### ASSIGNMENT
Lines below containing the word "every" should be copied out.

[Records drawn from a dataset]
- Opening Delimiter -

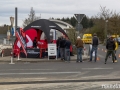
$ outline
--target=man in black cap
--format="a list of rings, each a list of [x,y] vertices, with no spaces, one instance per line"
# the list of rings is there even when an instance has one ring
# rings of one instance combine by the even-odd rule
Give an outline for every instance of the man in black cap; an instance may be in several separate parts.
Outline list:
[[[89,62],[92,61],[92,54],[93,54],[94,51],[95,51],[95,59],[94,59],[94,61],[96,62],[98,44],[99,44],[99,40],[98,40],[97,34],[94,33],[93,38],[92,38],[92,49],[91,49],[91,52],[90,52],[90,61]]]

- Closing Delimiter -
- Opening Delimiter -

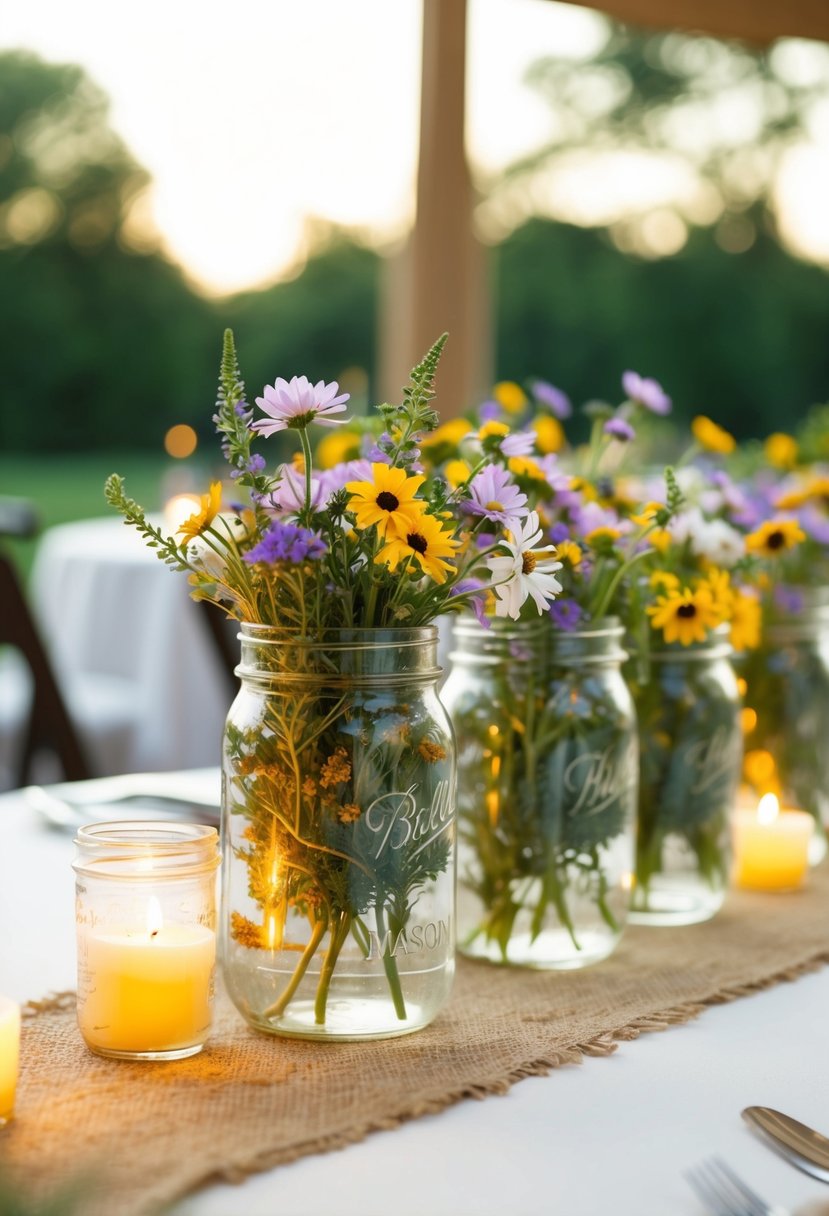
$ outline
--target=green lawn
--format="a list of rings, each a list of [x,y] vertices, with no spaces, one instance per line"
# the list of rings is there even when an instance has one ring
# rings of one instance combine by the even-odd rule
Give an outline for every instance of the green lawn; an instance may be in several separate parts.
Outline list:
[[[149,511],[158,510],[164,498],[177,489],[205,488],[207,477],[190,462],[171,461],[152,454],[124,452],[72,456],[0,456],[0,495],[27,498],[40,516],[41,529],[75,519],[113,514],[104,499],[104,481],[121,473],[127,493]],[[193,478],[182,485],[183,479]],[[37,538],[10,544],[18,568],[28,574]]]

- Closing Delimiter -
- Opening Delimiter -

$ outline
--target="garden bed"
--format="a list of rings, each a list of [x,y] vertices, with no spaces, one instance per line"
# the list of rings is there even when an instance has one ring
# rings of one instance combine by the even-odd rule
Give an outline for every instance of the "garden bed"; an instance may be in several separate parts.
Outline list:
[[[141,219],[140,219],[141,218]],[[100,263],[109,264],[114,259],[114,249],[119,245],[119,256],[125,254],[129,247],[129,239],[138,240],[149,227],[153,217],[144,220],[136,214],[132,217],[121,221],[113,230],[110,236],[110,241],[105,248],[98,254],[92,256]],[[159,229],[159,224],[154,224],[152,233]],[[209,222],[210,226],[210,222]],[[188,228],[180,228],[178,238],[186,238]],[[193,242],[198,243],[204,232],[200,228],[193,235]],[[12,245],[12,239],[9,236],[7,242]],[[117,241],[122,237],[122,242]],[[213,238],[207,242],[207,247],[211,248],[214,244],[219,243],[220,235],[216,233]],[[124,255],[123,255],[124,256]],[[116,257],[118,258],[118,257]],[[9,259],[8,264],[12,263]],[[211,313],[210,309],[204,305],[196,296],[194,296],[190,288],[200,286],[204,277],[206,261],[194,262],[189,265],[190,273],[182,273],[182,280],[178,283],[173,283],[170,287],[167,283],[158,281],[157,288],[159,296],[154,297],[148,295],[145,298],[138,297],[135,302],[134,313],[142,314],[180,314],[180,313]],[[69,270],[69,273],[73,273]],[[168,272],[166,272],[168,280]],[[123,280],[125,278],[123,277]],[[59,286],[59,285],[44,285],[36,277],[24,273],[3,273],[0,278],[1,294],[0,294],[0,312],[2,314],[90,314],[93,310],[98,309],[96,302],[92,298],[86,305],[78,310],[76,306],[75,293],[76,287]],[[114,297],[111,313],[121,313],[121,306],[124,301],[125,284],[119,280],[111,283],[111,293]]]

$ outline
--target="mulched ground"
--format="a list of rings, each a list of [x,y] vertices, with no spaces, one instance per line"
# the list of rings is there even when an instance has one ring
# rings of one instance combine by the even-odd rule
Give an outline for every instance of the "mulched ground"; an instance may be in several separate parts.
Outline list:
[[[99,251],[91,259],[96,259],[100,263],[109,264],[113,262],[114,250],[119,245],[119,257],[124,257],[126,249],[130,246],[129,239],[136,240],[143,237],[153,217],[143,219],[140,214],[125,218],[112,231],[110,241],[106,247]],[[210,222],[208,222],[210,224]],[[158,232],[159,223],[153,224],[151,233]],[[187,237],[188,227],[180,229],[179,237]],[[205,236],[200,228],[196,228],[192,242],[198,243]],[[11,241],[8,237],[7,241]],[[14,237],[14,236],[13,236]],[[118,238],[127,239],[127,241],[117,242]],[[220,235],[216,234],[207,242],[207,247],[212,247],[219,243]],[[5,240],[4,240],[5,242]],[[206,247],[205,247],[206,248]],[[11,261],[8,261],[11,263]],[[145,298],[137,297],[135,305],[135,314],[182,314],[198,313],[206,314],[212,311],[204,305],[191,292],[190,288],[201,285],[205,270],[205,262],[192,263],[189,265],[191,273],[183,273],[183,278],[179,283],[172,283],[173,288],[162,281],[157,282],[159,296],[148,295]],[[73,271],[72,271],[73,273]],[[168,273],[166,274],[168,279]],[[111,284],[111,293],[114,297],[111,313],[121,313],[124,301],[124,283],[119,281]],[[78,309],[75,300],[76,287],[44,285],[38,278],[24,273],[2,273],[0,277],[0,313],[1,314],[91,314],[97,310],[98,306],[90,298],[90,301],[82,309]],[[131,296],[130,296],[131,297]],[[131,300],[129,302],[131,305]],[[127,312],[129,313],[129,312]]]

- Closing Delimiter -

### EXERCISE RESULT
Give an outline for every instance of the man in black cap; an instance may be in several separate parts.
Give an outline for every instance of the green lawn; an instance may be in several separate parts.
Give an outline for every instance of the "garden bed"; an instance may be in several separate parts.
Give an outline for every instance of the "mulched ground"; an instance may be in several separate parts.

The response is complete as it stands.